TASK BRIEF:
Copy out the part of the records that opens with the line containing "Exercise. Mark every instance of the closed" and closes with the line containing "[(172, 66)]", both lines included, keeping every character as it is.

__________________________________________________

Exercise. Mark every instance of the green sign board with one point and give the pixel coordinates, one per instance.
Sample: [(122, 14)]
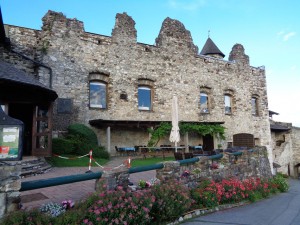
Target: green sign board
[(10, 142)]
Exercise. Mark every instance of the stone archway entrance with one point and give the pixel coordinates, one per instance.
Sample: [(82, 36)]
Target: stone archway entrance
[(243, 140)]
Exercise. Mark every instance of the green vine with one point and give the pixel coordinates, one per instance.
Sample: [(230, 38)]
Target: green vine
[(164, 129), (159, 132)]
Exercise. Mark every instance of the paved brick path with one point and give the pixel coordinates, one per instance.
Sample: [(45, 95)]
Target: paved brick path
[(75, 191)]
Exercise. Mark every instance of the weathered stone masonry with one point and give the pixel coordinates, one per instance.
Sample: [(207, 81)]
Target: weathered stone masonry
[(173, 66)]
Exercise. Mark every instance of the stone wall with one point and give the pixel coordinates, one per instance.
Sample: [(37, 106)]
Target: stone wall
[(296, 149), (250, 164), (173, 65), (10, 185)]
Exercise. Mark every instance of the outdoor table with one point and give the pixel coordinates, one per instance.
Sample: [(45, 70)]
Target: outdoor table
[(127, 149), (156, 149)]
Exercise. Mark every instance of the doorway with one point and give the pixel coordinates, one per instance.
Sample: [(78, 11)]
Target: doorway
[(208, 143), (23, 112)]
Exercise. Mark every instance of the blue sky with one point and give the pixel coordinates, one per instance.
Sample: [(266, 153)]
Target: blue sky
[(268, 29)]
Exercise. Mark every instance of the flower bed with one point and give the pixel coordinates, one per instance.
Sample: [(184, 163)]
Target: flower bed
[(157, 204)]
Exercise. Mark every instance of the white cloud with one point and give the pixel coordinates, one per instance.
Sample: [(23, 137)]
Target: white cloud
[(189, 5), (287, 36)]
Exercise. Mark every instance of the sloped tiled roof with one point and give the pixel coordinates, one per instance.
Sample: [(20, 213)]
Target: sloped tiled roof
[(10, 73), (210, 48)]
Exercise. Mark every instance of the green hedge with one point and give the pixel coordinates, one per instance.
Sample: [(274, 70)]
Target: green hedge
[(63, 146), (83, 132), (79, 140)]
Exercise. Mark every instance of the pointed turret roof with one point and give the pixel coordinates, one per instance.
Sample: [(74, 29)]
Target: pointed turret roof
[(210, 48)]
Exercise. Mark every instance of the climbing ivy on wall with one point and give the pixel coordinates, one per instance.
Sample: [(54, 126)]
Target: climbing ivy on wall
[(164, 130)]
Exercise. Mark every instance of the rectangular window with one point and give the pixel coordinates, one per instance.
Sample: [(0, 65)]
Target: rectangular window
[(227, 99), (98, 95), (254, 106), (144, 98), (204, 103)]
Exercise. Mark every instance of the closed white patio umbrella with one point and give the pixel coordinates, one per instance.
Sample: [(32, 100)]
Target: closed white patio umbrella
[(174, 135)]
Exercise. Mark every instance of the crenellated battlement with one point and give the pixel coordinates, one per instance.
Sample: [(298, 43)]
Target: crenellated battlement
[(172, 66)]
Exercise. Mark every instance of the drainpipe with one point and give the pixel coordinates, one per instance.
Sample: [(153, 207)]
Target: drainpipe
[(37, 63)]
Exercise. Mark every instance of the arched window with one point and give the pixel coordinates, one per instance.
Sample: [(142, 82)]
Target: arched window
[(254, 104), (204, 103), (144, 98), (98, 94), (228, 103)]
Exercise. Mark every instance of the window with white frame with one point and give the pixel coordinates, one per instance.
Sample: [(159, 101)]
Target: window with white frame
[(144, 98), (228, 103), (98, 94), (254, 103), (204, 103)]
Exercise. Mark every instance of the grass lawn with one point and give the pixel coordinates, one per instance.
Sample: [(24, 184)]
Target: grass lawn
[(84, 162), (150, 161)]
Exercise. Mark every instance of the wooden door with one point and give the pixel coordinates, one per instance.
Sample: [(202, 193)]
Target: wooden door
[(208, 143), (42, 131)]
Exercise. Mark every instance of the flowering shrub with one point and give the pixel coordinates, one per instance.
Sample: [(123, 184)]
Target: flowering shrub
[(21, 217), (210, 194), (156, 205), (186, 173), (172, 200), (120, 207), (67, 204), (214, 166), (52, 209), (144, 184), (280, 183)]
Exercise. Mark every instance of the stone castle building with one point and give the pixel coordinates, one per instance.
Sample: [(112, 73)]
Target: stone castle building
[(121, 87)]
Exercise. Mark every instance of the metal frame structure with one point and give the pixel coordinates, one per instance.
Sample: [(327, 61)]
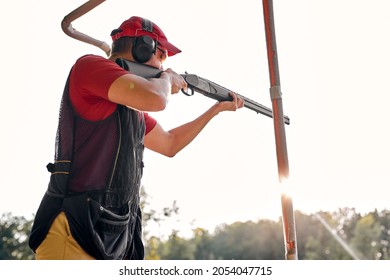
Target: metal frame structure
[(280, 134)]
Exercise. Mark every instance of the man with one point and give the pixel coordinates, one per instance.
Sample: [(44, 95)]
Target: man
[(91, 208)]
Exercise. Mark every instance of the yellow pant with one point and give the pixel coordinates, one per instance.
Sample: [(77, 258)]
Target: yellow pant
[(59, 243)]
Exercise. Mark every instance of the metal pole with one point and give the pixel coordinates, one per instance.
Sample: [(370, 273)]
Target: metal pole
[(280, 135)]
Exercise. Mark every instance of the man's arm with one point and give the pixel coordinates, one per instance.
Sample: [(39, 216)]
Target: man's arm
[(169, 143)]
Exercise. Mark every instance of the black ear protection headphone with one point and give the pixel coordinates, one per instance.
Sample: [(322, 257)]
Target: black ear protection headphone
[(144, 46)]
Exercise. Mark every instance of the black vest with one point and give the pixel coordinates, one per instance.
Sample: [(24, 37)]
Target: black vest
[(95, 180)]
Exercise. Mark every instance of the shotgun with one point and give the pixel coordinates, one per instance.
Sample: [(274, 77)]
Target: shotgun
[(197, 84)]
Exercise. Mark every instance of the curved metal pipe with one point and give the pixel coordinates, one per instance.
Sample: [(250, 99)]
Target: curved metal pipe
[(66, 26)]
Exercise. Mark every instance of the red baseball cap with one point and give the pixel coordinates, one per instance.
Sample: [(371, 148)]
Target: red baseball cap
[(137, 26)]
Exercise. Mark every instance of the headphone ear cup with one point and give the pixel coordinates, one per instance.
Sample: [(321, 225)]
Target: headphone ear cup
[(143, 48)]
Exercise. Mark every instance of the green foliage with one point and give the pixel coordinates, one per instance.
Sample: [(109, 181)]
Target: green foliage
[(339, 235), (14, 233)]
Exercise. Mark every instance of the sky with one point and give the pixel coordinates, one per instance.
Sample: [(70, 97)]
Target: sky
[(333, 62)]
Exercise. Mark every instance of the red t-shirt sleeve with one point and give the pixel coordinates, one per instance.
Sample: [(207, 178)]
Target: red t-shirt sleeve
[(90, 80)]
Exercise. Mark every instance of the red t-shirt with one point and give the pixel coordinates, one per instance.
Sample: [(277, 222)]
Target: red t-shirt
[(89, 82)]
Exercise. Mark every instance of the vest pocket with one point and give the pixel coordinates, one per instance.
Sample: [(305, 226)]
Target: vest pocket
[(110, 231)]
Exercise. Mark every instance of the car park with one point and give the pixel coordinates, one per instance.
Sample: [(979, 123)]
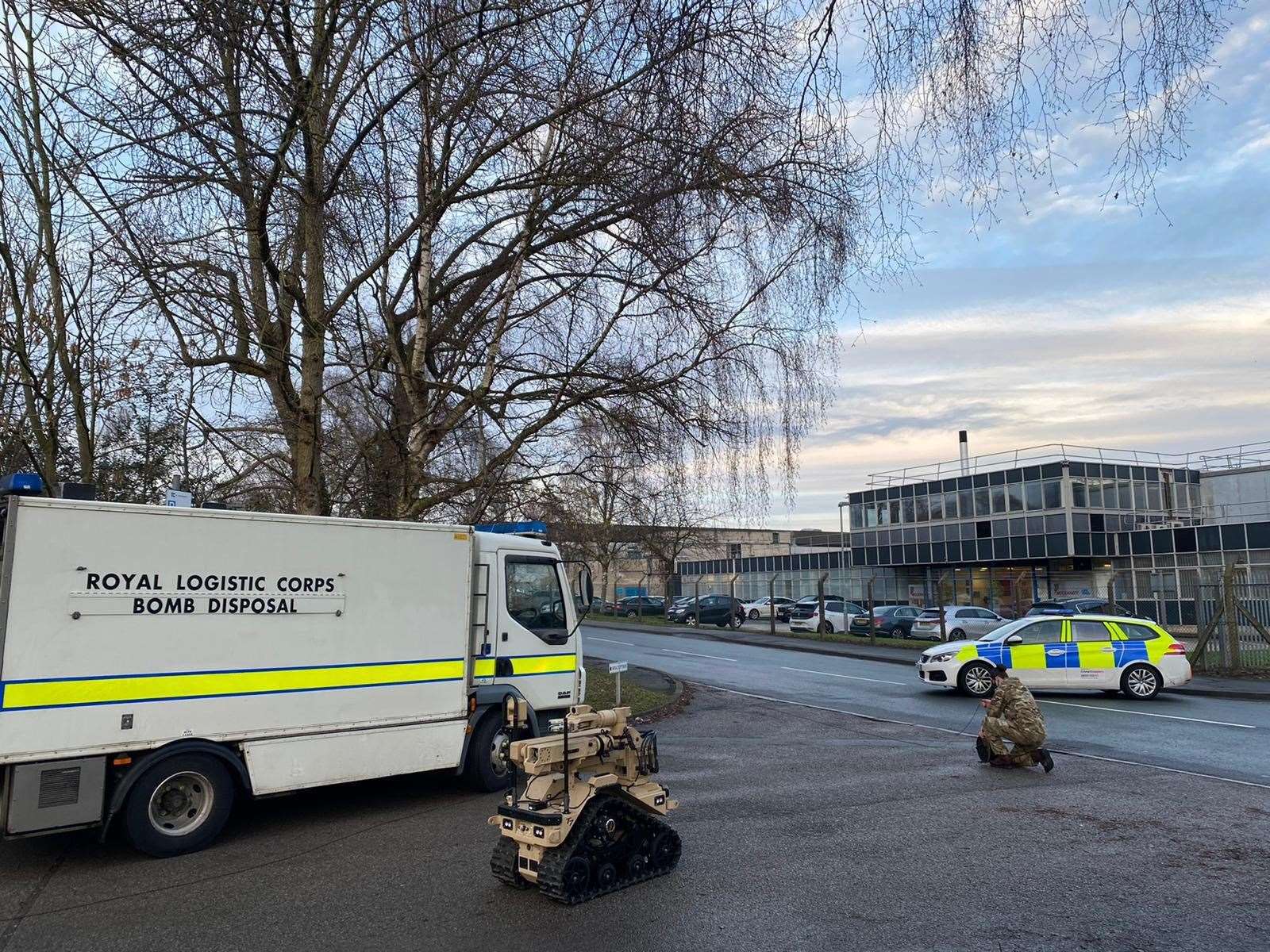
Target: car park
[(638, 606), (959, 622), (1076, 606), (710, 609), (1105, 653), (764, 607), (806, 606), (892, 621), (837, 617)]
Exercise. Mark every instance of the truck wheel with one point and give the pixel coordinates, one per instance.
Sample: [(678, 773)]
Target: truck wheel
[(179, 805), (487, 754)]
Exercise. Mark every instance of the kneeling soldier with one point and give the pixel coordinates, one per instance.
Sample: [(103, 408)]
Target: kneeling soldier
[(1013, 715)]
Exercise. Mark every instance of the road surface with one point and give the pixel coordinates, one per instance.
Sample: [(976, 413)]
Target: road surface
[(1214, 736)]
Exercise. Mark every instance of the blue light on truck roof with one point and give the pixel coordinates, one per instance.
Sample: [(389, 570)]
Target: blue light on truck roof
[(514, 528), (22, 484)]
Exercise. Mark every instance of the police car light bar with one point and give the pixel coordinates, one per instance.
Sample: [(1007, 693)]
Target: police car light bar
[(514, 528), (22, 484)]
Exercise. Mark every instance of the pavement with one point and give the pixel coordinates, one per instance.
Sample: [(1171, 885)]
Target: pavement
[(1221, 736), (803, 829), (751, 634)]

__________________________________________________

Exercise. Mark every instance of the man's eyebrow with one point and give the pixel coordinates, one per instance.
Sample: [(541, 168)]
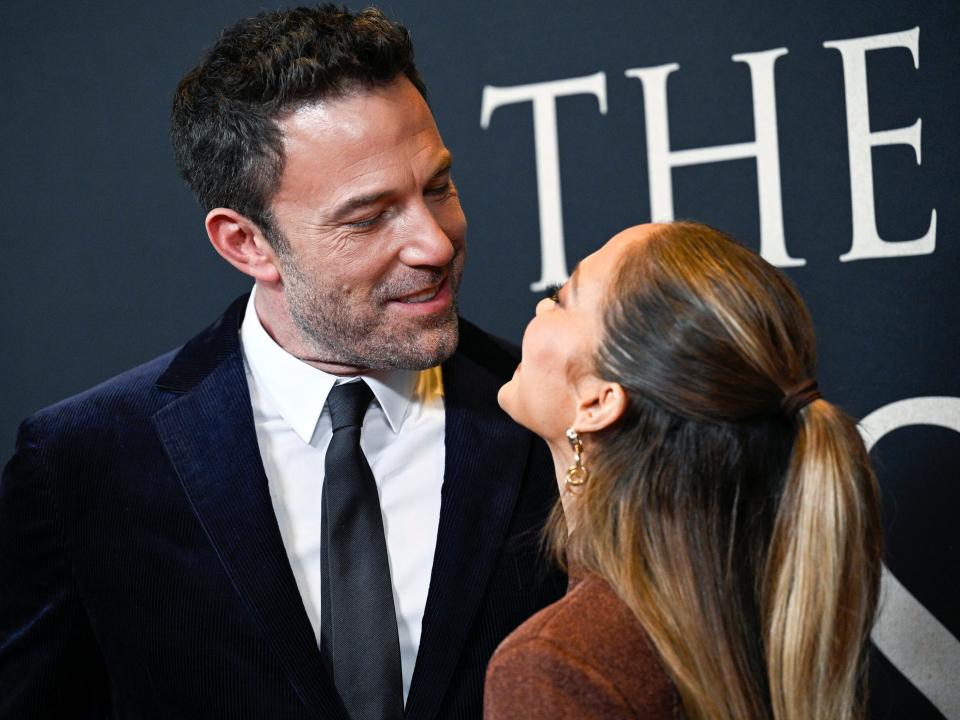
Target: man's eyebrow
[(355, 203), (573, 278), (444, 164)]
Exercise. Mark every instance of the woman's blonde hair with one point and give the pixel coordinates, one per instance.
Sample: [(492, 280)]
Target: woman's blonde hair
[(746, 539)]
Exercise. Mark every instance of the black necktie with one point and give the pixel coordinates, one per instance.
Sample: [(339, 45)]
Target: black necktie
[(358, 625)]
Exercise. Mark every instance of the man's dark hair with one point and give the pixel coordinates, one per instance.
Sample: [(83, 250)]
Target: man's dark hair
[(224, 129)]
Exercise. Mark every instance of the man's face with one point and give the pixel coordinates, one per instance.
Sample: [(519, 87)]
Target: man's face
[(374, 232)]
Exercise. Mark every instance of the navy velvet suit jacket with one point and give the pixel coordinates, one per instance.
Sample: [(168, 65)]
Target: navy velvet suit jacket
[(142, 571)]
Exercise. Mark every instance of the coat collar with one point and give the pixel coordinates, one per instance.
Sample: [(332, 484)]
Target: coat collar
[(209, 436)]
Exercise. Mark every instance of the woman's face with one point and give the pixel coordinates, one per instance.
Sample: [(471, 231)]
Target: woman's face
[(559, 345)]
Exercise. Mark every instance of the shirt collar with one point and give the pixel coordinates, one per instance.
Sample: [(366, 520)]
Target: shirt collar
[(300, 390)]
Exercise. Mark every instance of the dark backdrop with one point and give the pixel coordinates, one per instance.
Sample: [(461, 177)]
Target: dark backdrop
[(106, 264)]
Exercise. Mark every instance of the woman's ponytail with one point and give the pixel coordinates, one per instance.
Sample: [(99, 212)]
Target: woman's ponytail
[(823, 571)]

__________________________________________________

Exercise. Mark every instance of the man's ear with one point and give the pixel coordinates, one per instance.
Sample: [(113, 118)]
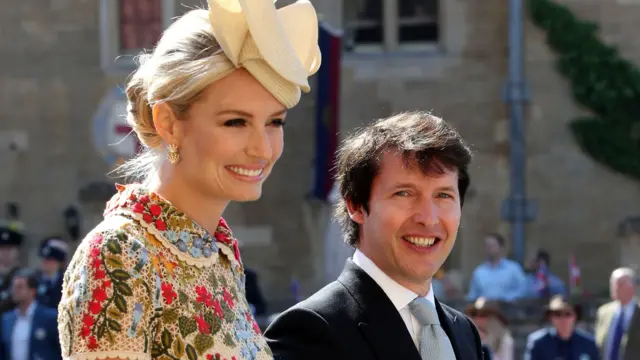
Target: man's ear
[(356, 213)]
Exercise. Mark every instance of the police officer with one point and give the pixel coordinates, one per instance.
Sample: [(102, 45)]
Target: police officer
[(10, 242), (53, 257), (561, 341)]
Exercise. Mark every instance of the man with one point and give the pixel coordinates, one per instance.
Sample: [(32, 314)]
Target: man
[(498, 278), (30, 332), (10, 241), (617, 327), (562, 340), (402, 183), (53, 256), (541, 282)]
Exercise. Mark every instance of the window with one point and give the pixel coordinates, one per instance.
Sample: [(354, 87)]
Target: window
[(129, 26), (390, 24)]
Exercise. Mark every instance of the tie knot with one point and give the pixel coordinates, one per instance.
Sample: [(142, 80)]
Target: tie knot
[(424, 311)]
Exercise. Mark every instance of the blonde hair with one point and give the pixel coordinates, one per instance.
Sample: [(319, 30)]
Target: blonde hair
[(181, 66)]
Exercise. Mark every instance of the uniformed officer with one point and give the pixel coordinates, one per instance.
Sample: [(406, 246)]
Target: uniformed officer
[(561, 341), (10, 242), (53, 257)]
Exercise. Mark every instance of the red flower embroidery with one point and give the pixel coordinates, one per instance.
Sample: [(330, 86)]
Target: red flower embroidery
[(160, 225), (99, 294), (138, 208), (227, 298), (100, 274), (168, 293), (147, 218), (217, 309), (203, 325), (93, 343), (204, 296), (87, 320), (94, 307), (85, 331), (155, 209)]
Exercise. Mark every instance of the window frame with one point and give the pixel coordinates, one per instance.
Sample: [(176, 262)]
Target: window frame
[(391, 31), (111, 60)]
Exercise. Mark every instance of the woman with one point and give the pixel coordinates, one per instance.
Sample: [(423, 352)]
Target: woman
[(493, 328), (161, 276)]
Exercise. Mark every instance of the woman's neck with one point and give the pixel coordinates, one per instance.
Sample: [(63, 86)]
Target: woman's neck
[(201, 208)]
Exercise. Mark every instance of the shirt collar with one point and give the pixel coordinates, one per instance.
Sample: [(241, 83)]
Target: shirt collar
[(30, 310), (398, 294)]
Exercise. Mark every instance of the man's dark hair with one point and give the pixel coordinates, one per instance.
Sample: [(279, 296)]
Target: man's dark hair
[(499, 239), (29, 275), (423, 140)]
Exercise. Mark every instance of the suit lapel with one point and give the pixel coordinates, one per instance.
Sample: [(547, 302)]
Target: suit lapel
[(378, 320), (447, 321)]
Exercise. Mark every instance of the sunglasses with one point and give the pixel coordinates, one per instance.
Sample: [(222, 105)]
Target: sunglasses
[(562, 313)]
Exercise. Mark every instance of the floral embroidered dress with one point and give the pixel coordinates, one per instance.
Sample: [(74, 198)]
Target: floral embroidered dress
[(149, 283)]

__________________________________________________

EXPECTED ANSWER:
Exercise. Mark every instance of the closed white patio umbrella with one point and give the pixel coordinates, one per instance.
Sample: [(32, 100)]
Target: closed white patio umbrella
[(174, 135)]
Exercise. Mark every instance of the crenellated battlement with one point and give the pixel coordinates, one per instance.
Sample: [(298, 43)]
Target: crenellated battlement
[(172, 66)]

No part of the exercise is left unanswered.